*What to produce*. Copy each line of the data that has "fish" in it.
⁂
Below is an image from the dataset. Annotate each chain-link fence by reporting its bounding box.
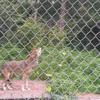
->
[0,0,100,99]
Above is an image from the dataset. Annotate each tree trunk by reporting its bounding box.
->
[59,0,66,31]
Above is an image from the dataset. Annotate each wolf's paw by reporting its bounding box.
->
[3,87,7,91]
[7,84,13,90]
[22,87,26,91]
[26,87,30,91]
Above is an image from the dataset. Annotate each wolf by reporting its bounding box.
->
[0,47,41,91]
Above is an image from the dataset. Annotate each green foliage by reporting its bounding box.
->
[0,0,100,98]
[4,21,66,50]
[42,46,100,97]
[1,0,99,51]
[0,44,100,97]
[0,44,27,66]
[38,0,61,19]
[65,0,100,51]
[0,0,31,36]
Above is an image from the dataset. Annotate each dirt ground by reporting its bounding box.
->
[0,80,50,99]
[0,80,100,100]
[77,93,100,100]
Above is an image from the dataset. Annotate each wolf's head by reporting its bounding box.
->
[28,48,41,59]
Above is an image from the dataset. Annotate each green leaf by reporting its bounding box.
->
[45,85,52,93]
[45,74,52,77]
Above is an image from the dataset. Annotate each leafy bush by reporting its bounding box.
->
[42,46,100,97]
[0,44,27,66]
[4,21,66,50]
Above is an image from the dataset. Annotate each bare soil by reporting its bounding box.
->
[0,80,50,99]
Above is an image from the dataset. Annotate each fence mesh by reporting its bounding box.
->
[0,0,100,99]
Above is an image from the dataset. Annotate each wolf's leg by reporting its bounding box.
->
[6,79,13,90]
[25,79,30,90]
[2,73,8,90]
[6,73,13,90]
[3,72,13,90]
[22,73,30,91]
[3,82,7,90]
[22,73,27,91]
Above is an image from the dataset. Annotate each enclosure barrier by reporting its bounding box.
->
[0,0,100,100]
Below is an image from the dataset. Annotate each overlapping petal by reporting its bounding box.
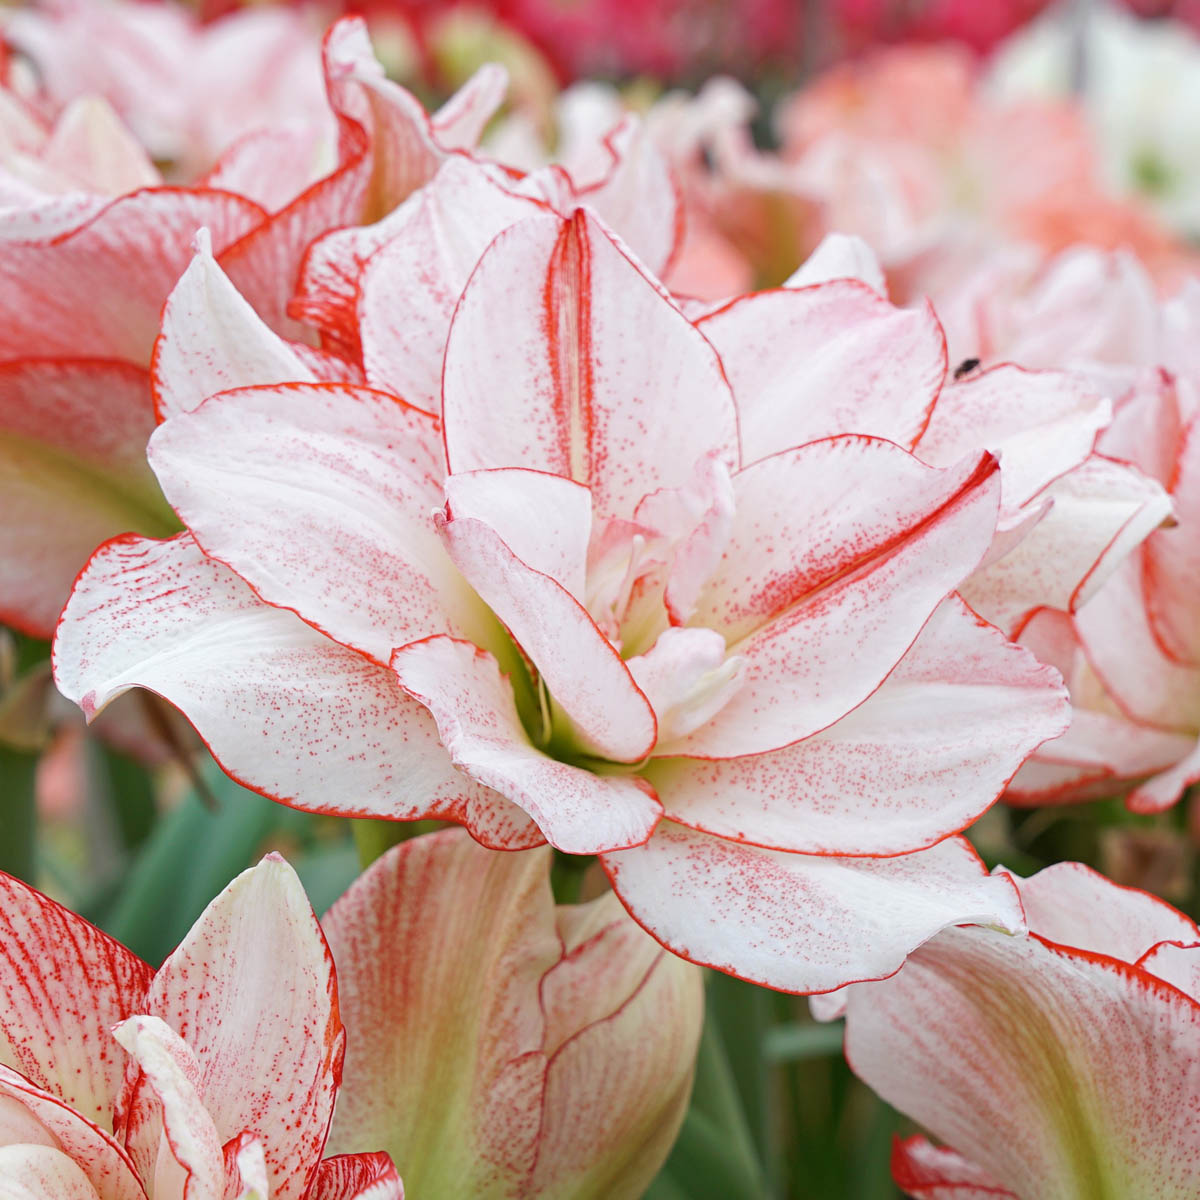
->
[441,209,739,522]
[678,440,1001,757]
[650,596,1067,853]
[603,825,1025,994]
[53,534,539,849]
[322,827,701,1200]
[842,896,1200,1198]
[697,281,946,461]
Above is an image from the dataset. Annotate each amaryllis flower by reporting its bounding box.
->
[324,826,703,1198]
[830,861,1200,1198]
[55,194,1075,992]
[0,853,402,1198]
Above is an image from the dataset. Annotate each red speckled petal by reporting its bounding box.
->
[149,383,496,664]
[0,870,152,1133]
[697,281,945,463]
[53,534,539,849]
[650,597,1067,854]
[842,923,1200,1198]
[962,456,1171,637]
[679,440,1000,758]
[442,209,738,524]
[0,357,170,638]
[112,1016,226,1200]
[443,469,592,601]
[602,825,1025,993]
[1008,861,1200,963]
[436,513,656,763]
[890,1136,1015,1199]
[358,159,547,414]
[138,857,341,1200]
[309,1153,404,1200]
[0,188,265,363]
[152,232,314,421]
[392,637,661,853]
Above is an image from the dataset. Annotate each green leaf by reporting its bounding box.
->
[0,745,37,883]
[648,977,769,1199]
[762,1021,845,1063]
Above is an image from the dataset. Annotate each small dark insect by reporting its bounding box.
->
[953,357,981,380]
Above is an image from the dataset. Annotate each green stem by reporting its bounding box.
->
[352,817,441,867]
[0,745,37,882]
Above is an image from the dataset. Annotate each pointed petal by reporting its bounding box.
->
[112,1016,226,1200]
[603,825,1025,993]
[151,232,314,421]
[431,64,508,149]
[442,209,738,523]
[53,535,539,849]
[651,597,1067,853]
[436,512,656,763]
[0,188,265,362]
[0,357,171,638]
[357,160,546,413]
[0,870,152,1131]
[149,383,496,663]
[309,1154,404,1200]
[140,857,341,1200]
[679,441,1001,757]
[783,233,886,294]
[890,1136,1015,1200]
[391,637,661,853]
[0,1144,106,1200]
[697,282,945,463]
[842,923,1200,1199]
[568,116,682,277]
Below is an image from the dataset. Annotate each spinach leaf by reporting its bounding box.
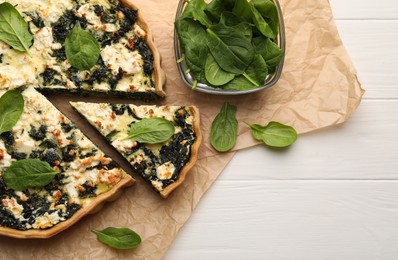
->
[0,90,24,135]
[65,22,100,70]
[3,159,60,191]
[252,0,279,38]
[232,0,253,22]
[184,44,209,85]
[125,118,175,144]
[181,0,212,27]
[246,121,297,148]
[0,2,33,53]
[206,23,254,74]
[93,227,141,249]
[249,2,275,39]
[211,102,238,152]
[222,55,268,91]
[175,18,209,84]
[205,54,235,86]
[204,0,235,23]
[242,54,268,87]
[253,36,283,73]
[220,12,252,39]
[222,74,256,91]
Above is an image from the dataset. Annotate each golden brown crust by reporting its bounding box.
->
[0,176,134,239]
[121,0,167,98]
[160,106,202,198]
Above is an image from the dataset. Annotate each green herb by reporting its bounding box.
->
[252,0,279,37]
[220,12,252,38]
[205,54,235,86]
[0,90,24,135]
[205,0,236,22]
[249,2,275,38]
[175,0,282,91]
[245,121,297,148]
[180,0,212,27]
[65,22,100,70]
[252,36,283,73]
[124,118,175,144]
[0,2,33,53]
[242,54,268,87]
[93,227,141,249]
[210,102,238,152]
[3,159,60,191]
[175,18,209,85]
[206,23,254,74]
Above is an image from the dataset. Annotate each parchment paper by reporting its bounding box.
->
[0,0,364,259]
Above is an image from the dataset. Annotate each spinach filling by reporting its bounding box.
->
[47,2,154,91]
[24,11,45,29]
[0,120,109,230]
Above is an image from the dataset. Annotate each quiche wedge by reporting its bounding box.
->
[0,0,166,100]
[0,87,134,239]
[70,102,202,198]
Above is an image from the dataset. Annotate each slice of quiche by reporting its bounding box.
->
[70,102,202,198]
[0,86,134,239]
[0,0,165,100]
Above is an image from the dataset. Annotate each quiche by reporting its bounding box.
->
[0,86,134,238]
[70,102,202,198]
[0,0,166,99]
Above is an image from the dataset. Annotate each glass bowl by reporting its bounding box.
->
[174,0,286,95]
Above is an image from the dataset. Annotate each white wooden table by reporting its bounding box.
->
[164,1,398,259]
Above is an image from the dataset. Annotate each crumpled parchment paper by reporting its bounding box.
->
[0,0,364,259]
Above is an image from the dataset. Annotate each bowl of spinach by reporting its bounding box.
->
[174,0,285,95]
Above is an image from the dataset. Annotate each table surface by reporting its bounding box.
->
[164,0,398,259]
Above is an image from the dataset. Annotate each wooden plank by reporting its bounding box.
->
[165,181,398,259]
[330,0,398,19]
[217,100,398,181]
[334,21,398,99]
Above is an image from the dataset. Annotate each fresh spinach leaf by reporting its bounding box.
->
[93,227,141,249]
[175,17,205,50]
[124,118,175,144]
[206,23,254,74]
[0,90,24,135]
[3,159,60,191]
[65,22,100,70]
[0,2,33,53]
[205,54,235,86]
[245,121,297,148]
[232,0,253,22]
[204,0,235,23]
[175,18,209,84]
[222,74,257,91]
[249,2,275,39]
[211,102,238,152]
[252,0,279,38]
[253,36,283,73]
[181,0,212,27]
[242,54,268,87]
[220,12,252,39]
[184,43,209,85]
[222,55,268,91]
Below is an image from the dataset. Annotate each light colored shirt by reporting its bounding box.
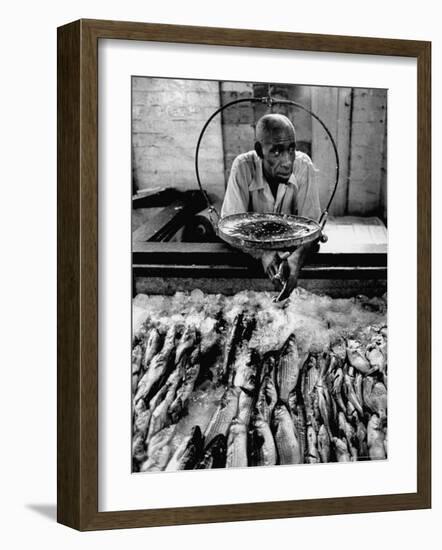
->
[221,150,322,221]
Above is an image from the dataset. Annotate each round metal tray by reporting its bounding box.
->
[218,212,322,251]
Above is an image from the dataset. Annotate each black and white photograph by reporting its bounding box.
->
[131,77,388,473]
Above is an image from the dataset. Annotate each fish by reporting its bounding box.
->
[312,388,321,428]
[166,426,204,471]
[363,378,387,421]
[331,338,347,366]
[221,312,244,385]
[306,425,320,463]
[195,434,227,469]
[346,340,376,375]
[241,314,257,342]
[362,376,375,409]
[233,347,260,395]
[248,411,277,467]
[204,387,239,443]
[256,372,278,424]
[175,324,198,364]
[290,398,307,462]
[132,344,143,375]
[146,423,177,455]
[367,414,386,460]
[147,366,182,439]
[238,389,255,426]
[317,424,331,463]
[370,381,388,421]
[354,372,364,410]
[338,412,357,460]
[366,344,386,373]
[327,353,340,374]
[317,352,330,381]
[140,445,171,472]
[134,325,177,403]
[304,354,320,395]
[301,354,319,407]
[346,399,357,419]
[134,408,152,438]
[272,402,303,465]
[259,352,276,386]
[142,327,162,370]
[132,432,146,463]
[169,347,201,422]
[356,420,368,459]
[276,334,303,403]
[316,382,333,439]
[343,372,364,418]
[332,367,347,414]
[226,418,248,468]
[148,381,170,414]
[333,436,351,462]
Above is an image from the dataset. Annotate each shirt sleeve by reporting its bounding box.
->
[220,156,251,218]
[295,155,322,221]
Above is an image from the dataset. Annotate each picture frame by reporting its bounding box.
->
[57,18,431,531]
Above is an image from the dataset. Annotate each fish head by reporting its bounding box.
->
[272,401,289,421]
[306,425,316,443]
[208,434,227,453]
[132,345,143,361]
[338,412,347,430]
[318,424,329,442]
[331,338,347,363]
[230,417,247,435]
[333,437,347,452]
[368,414,381,430]
[147,327,161,348]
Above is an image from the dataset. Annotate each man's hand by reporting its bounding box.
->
[274,245,308,302]
[261,251,283,289]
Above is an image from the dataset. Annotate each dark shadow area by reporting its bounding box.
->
[26,504,57,521]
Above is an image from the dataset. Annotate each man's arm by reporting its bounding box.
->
[274,155,321,301]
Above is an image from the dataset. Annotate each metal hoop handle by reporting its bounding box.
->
[195,96,340,230]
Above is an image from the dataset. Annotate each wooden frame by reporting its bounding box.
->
[57,19,431,531]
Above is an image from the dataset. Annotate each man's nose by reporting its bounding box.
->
[280,151,292,167]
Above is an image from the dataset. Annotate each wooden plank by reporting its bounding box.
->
[311,87,352,216]
[133,263,386,280]
[132,190,206,242]
[134,275,386,299]
[132,187,180,208]
[132,240,387,268]
[347,89,387,215]
[320,216,387,253]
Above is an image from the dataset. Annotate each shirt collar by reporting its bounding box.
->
[249,154,296,191]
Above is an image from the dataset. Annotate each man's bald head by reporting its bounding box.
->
[254,114,297,185]
[255,114,296,145]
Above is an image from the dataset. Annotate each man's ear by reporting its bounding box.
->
[255,141,263,159]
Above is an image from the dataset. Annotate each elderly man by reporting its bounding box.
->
[221,113,321,299]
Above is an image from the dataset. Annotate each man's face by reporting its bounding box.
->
[260,126,296,184]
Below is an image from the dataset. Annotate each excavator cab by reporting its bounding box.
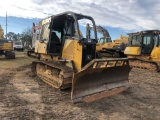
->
[99,37,112,44]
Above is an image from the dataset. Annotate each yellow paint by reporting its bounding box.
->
[0,25,4,39]
[0,42,13,50]
[98,42,113,50]
[62,39,82,71]
[96,35,128,51]
[36,37,83,71]
[62,39,74,60]
[151,46,160,62]
[40,54,52,60]
[35,41,47,54]
[124,46,141,56]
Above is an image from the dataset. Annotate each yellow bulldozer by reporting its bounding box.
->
[86,25,128,58]
[0,25,15,59]
[124,30,160,72]
[32,11,131,103]
[0,39,15,59]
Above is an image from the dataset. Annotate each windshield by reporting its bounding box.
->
[143,35,152,45]
[99,37,112,44]
[141,35,154,54]
[77,18,96,39]
[153,34,160,47]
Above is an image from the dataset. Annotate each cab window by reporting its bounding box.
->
[130,35,140,46]
[153,35,158,46]
[99,38,106,44]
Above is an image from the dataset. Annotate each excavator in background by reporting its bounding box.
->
[27,23,39,57]
[124,30,160,72]
[31,11,131,103]
[87,25,128,58]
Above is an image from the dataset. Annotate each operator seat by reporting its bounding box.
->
[52,32,60,43]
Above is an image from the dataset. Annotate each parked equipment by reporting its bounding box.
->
[0,25,4,39]
[32,11,131,103]
[27,23,39,57]
[87,25,128,58]
[13,41,24,51]
[124,30,160,72]
[0,39,15,59]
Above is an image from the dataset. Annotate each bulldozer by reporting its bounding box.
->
[124,30,160,72]
[87,25,128,58]
[0,39,15,59]
[0,25,15,59]
[32,11,131,103]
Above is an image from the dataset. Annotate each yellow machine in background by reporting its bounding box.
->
[98,34,128,58]
[0,25,15,59]
[0,39,15,59]
[97,34,128,51]
[0,25,4,39]
[32,11,131,103]
[27,23,39,57]
[87,25,128,58]
[124,30,160,72]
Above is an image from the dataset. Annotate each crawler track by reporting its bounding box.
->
[129,58,160,72]
[32,60,74,89]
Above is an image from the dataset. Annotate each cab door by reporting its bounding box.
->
[141,35,154,54]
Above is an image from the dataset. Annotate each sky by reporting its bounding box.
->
[0,0,160,40]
⁂
*Task answer*.
Above is an image from the dataset. Annotate each fish by reporting its bounding box.
Above is an image from the dataset. Annotate each fish head by reporting its bounding box.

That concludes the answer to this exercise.